-- begin Information shown --

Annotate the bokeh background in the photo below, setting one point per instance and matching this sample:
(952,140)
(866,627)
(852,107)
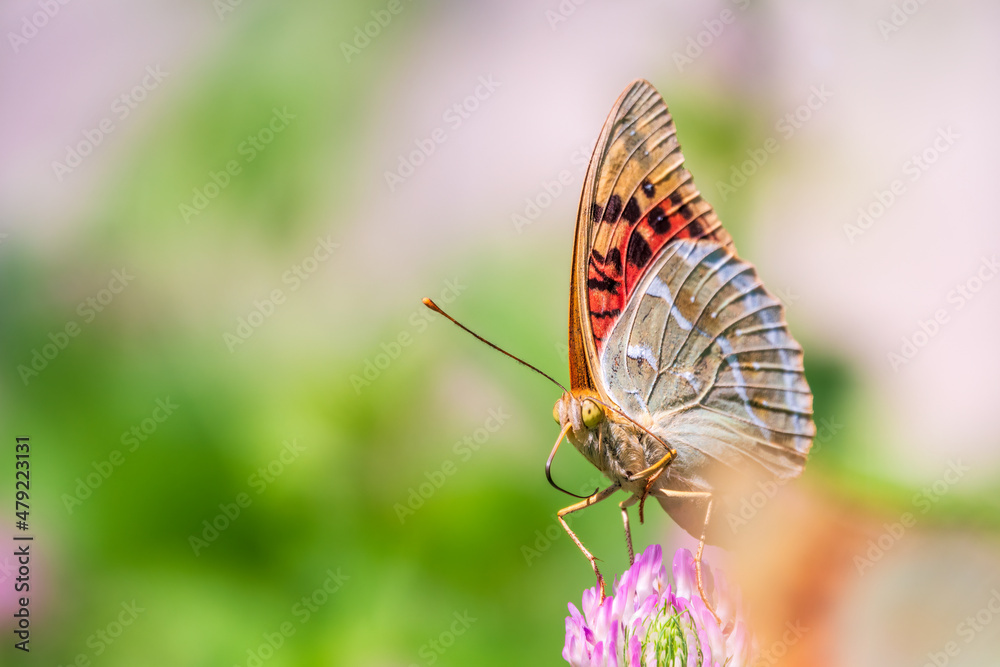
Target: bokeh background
(387,469)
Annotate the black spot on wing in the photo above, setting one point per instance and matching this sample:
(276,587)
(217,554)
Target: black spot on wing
(615,259)
(631,212)
(595,212)
(609,285)
(639,252)
(613,209)
(659,221)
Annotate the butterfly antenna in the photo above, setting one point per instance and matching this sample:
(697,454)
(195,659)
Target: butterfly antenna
(437,309)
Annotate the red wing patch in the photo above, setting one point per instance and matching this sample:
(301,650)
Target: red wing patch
(641,199)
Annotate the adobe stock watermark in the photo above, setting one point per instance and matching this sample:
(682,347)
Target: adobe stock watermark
(59,340)
(704,38)
(248,149)
(392,349)
(751,505)
(101,640)
(454,117)
(967,630)
(957,298)
(923,501)
(32,23)
(121,108)
(431,651)
(786,126)
(550,190)
(899,16)
(914,167)
(294,277)
(464,450)
(370,30)
(302,611)
(258,481)
(131,440)
(225,7)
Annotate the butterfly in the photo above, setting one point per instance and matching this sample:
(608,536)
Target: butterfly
(685,382)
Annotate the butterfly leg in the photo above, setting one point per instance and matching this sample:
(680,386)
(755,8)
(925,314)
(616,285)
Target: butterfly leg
(701,542)
(697,559)
(624,505)
(654,471)
(587,502)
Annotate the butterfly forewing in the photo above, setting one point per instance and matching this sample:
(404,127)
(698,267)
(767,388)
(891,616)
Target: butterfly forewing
(671,325)
(637,198)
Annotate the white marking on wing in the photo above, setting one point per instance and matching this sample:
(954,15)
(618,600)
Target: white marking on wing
(643,353)
(659,289)
(741,389)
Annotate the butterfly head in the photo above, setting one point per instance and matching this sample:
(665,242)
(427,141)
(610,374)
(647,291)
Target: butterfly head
(582,410)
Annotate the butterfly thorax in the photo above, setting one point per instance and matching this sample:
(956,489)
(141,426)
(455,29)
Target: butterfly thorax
(616,446)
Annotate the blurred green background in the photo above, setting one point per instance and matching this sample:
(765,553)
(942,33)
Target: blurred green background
(386,469)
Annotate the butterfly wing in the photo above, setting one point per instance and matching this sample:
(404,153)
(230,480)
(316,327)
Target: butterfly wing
(673,327)
(637,197)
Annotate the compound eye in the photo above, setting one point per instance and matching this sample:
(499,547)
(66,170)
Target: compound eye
(592,413)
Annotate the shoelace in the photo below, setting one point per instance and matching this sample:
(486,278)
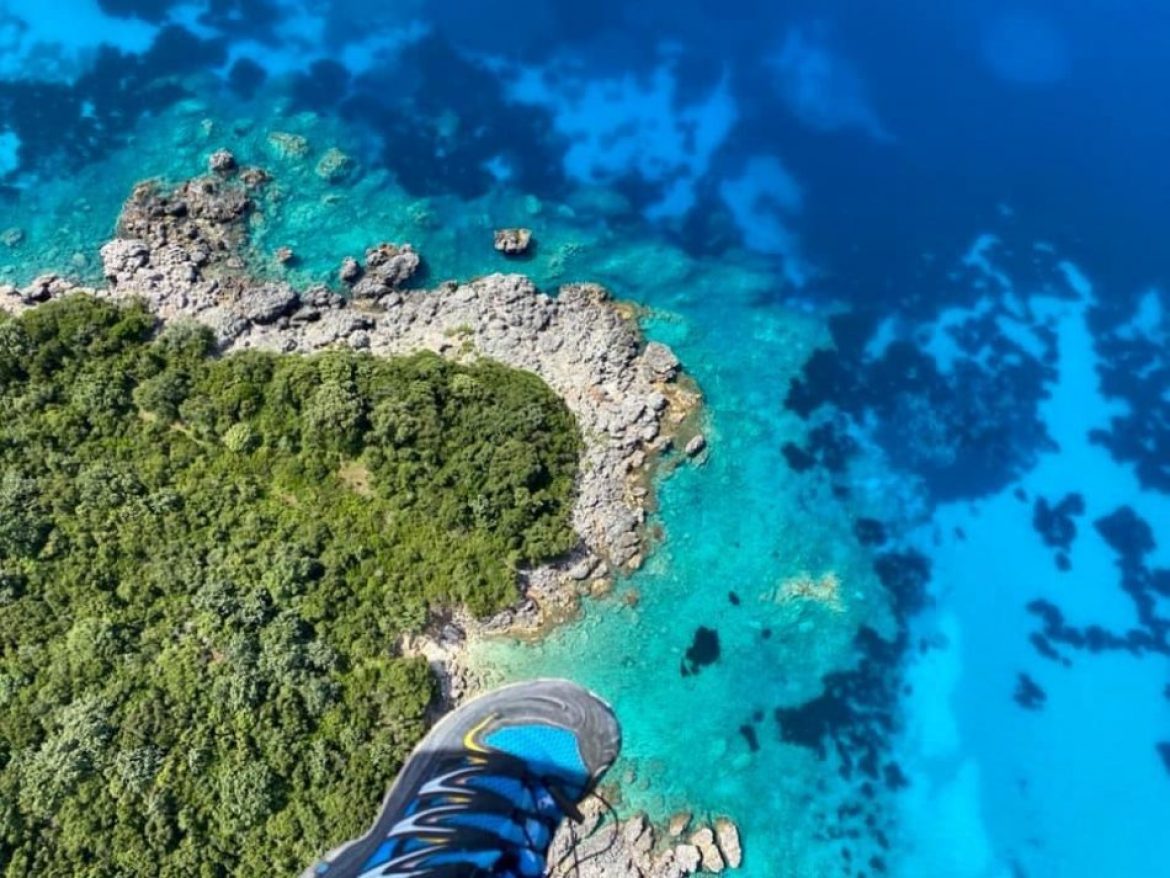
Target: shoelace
(487,815)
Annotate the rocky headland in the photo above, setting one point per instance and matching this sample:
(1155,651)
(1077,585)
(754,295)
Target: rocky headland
(185,252)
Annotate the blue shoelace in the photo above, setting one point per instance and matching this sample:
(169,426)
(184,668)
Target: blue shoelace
(486,815)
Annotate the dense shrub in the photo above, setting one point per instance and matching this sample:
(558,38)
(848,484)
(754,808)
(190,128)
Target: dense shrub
(205,564)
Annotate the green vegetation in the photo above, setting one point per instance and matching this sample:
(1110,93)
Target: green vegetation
(205,564)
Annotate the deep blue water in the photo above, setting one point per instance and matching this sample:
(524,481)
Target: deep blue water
(916,255)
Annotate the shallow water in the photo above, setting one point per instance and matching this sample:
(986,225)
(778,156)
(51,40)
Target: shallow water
(963,207)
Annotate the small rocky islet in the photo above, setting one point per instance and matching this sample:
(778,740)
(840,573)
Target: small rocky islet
(184,251)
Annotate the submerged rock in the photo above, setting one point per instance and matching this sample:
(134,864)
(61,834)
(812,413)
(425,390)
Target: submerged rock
(221,162)
(288,145)
(727,834)
(335,166)
(387,267)
(513,241)
(711,859)
(350,271)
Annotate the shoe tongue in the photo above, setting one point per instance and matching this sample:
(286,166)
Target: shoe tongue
(546,750)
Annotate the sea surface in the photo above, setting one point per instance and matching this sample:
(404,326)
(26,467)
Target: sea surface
(912,615)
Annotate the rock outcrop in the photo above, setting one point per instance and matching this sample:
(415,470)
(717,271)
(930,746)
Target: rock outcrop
(637,849)
(513,241)
(181,252)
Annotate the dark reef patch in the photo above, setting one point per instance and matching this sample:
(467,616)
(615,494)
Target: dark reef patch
(869,532)
(62,127)
(1055,523)
(434,82)
(1029,693)
(852,721)
(968,431)
(702,652)
(1131,539)
(1135,369)
(750,736)
(1127,534)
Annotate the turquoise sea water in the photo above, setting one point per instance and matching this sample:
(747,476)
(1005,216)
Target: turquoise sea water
(934,201)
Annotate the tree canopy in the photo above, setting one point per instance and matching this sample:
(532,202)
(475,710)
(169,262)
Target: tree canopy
(205,563)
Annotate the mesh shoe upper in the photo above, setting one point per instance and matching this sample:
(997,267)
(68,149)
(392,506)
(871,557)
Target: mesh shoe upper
(487,788)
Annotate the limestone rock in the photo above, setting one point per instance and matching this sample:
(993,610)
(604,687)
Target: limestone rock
(727,834)
(335,165)
(582,569)
(513,241)
(350,271)
(660,361)
(704,841)
(688,858)
(221,162)
(288,145)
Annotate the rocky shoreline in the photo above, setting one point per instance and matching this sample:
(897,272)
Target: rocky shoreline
(183,252)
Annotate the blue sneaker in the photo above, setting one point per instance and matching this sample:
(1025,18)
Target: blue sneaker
(486,789)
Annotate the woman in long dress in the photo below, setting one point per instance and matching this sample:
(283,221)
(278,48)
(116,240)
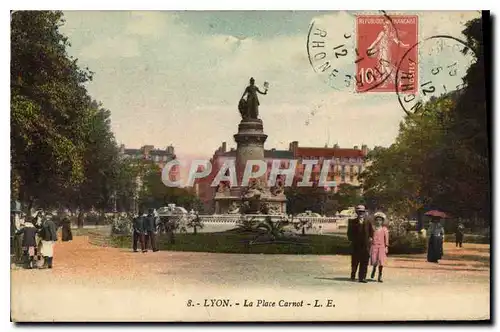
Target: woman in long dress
(252,101)
(380,245)
(436,236)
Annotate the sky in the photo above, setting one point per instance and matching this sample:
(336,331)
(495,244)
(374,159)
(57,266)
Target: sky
(176,77)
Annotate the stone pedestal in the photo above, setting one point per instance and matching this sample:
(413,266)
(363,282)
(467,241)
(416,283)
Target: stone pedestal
(250,141)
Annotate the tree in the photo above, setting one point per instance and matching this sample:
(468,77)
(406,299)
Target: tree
(156,194)
(48,109)
(440,157)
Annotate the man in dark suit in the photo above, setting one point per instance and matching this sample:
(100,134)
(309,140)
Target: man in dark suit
(360,234)
(150,229)
(138,225)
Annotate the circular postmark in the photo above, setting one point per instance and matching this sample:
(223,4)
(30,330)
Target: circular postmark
(355,52)
(438,68)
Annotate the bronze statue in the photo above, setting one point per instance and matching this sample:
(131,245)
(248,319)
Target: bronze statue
(249,108)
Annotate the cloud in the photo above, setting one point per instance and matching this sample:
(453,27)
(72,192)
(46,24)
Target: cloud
(111,48)
(166,83)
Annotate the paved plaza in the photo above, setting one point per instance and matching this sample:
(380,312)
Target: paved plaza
(90,283)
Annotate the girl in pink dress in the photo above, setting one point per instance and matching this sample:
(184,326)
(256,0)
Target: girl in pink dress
(380,245)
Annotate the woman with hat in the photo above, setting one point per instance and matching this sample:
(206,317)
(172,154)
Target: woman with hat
(380,245)
(436,235)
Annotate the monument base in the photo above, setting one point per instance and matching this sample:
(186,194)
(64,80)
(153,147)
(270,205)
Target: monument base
(273,205)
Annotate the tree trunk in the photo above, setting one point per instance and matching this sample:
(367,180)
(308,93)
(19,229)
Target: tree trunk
(80,219)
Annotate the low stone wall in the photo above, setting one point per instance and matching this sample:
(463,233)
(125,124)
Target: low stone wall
(227,218)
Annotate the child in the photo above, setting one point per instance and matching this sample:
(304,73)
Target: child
(380,245)
(28,230)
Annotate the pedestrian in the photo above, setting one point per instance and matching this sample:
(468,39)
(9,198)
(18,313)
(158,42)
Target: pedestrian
(360,234)
(67,235)
(459,235)
(380,245)
(151,221)
(16,221)
(138,232)
(48,235)
(28,232)
(436,238)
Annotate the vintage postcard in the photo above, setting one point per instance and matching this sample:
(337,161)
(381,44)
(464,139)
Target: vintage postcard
(250,166)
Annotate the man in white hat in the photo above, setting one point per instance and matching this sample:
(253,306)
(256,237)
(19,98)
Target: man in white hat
(360,234)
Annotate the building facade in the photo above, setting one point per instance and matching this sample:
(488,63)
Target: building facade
(149,153)
(345,166)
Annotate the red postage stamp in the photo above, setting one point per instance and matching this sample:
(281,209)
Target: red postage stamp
(382,41)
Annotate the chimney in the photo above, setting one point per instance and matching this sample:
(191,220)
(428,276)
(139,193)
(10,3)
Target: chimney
(170,150)
(293,146)
(364,149)
(146,149)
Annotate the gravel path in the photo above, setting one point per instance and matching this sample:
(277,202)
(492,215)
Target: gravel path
(90,283)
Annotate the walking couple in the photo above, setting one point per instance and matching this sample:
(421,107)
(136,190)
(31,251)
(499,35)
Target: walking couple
(145,230)
(369,243)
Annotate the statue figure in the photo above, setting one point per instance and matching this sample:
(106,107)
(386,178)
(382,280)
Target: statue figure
(254,190)
(249,108)
(279,188)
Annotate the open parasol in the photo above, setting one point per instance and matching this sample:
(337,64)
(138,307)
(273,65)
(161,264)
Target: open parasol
(436,213)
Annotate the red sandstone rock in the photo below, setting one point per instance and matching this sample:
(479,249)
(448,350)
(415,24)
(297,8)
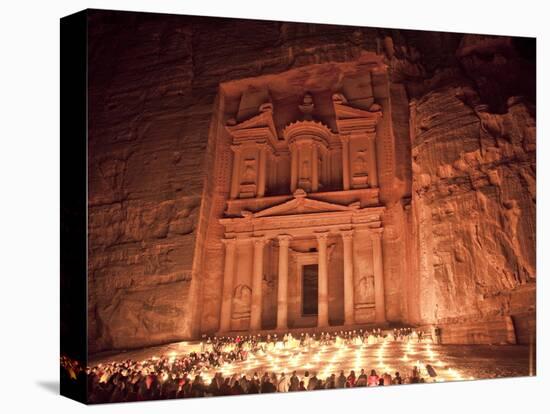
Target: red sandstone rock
(455,154)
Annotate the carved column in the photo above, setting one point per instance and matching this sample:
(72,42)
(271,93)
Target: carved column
(314,168)
(293,168)
(322,313)
(349,305)
(378,267)
(345,161)
(262,171)
(235,178)
(257,274)
(373,171)
(227,293)
(282,288)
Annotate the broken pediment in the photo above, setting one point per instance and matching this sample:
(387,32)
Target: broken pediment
(300,204)
(259,126)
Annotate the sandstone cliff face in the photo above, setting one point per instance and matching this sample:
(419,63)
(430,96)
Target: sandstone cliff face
(460,190)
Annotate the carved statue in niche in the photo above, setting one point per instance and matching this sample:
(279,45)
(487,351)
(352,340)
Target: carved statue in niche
(305,169)
(249,175)
(242,296)
(365,290)
(360,164)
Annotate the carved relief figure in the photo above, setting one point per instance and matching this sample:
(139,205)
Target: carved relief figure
(249,175)
(305,169)
(360,164)
(241,301)
(365,290)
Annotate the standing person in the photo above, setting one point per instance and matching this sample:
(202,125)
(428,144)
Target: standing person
(350,382)
(312,382)
(373,379)
(306,379)
(294,382)
(341,380)
(282,386)
(397,380)
(362,379)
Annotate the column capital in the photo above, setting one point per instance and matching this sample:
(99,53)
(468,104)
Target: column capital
(229,242)
(344,138)
(347,234)
(376,234)
(259,240)
(322,236)
(370,136)
(284,239)
(236,148)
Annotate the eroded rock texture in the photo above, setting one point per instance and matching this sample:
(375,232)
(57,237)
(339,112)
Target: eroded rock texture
(459,189)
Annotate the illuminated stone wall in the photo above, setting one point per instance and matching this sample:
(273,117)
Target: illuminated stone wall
(456,168)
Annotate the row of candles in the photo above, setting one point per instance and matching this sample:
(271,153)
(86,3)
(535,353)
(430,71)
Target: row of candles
(326,360)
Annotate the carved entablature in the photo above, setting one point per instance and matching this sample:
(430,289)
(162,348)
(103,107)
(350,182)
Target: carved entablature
(357,130)
(309,155)
(253,145)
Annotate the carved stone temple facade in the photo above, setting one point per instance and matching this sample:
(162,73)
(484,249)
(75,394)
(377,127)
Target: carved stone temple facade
(299,213)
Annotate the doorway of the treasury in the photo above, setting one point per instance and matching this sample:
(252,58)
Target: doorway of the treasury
(310,295)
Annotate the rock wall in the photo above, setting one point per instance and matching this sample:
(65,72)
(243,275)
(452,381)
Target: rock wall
(460,190)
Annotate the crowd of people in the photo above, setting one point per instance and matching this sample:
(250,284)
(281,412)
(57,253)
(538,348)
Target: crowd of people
(174,376)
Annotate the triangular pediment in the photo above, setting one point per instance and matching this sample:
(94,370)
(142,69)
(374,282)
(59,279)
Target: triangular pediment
(300,204)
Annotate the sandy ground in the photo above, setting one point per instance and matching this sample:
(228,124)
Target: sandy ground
(451,362)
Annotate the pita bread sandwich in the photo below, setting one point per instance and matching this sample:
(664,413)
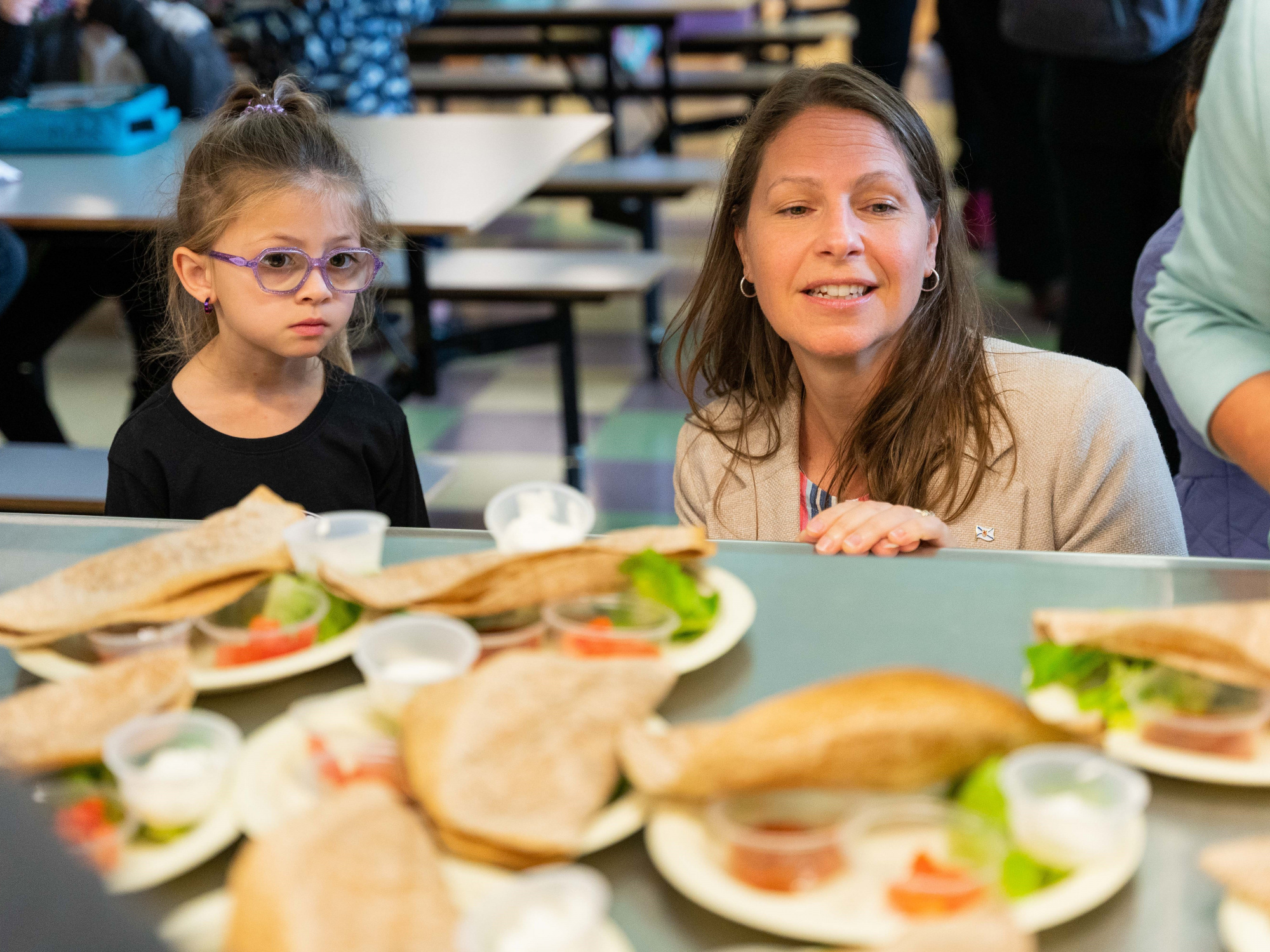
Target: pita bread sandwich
(893,731)
(514,760)
(1188,677)
(1243,866)
(63,724)
(359,871)
(491,582)
(161,579)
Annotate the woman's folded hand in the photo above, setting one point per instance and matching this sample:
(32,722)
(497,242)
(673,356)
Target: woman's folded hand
(858,527)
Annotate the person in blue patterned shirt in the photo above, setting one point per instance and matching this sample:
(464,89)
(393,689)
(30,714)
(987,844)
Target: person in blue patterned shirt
(350,51)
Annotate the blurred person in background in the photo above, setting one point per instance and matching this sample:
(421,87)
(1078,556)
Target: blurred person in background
(886,31)
(114,41)
(1004,166)
(1107,107)
(351,53)
(93,41)
(1208,313)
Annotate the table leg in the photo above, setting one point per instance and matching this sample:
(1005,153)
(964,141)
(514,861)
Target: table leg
(612,89)
(573,450)
(421,305)
(670,50)
(653,329)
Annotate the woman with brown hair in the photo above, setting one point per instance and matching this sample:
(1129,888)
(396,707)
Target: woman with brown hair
(838,327)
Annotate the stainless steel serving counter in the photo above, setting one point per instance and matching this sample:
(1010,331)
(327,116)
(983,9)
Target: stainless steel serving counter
(965,612)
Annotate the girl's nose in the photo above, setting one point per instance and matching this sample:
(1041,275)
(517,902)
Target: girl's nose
(314,290)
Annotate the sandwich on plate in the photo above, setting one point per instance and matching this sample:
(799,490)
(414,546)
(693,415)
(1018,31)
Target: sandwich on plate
(161,579)
(515,760)
(359,871)
(890,731)
(1194,678)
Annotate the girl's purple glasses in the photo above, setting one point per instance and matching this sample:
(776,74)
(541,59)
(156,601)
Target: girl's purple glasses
(284,271)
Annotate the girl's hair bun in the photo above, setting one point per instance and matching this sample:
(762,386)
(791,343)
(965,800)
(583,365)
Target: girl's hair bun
(285,98)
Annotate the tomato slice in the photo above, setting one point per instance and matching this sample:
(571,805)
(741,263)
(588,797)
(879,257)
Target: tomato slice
(934,890)
(603,647)
(265,648)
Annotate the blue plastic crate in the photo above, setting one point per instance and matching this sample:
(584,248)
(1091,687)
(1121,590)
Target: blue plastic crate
(82,119)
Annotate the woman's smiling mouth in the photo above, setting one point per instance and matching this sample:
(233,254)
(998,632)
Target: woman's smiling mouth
(839,293)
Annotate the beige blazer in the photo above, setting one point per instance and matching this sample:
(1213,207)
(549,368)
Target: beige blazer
(1089,475)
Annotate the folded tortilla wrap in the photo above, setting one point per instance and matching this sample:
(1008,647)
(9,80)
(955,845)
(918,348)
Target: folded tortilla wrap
(1244,868)
(890,731)
(491,582)
(159,579)
(359,871)
(1226,642)
(514,760)
(58,725)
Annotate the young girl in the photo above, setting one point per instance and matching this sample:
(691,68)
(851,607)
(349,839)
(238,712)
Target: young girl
(276,233)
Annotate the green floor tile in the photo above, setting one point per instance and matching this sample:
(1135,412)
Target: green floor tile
(429,425)
(610,521)
(642,435)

-- end Information shown --

▶ _Problem to work on_: Give back the lines of the listing from the one with "Annotate the tomato" through the end, both included, exactly as written and with nothing added.

▶ _Answer to this problem_:
Annotate the tomato slice in the photo above, setting one point per instance and matching this sample:
(571,805)
(741,263)
(588,797)
(879,257)
Target: tomato slice
(934,890)
(603,647)
(265,648)
Annotate the blue plastic crate in the photo above, setting one point per instance and matching this sample:
(584,248)
(1091,687)
(1121,590)
Target: blue plastic crate
(82,119)
Annotate the woman's smiling mouth in the photo above, setting one point per instance and matching this sample:
(233,254)
(998,632)
Target: woman's smiling mouth
(839,293)
Annotate the beige blazer in the photo above, setting one point per instance and matching this sample:
(1213,207)
(549,368)
Target: beige blazer
(1089,475)
Annotate the folded tortilla wrap in the photo above, setting one point per instance and matching this sample:
(1008,647)
(9,80)
(955,845)
(918,348)
Target: folded tortilla wrap
(1244,868)
(890,731)
(491,582)
(159,579)
(359,871)
(1226,642)
(514,760)
(58,725)
Annotate the young girl in the photo above, setting one point per instance and matching this sample:
(691,68)
(851,607)
(349,839)
(238,712)
Target: young girl
(276,233)
Annotate the green floor tile in the photo above, setting one point per instance and matching this sample:
(1135,412)
Target: green floor tile
(429,425)
(610,521)
(642,435)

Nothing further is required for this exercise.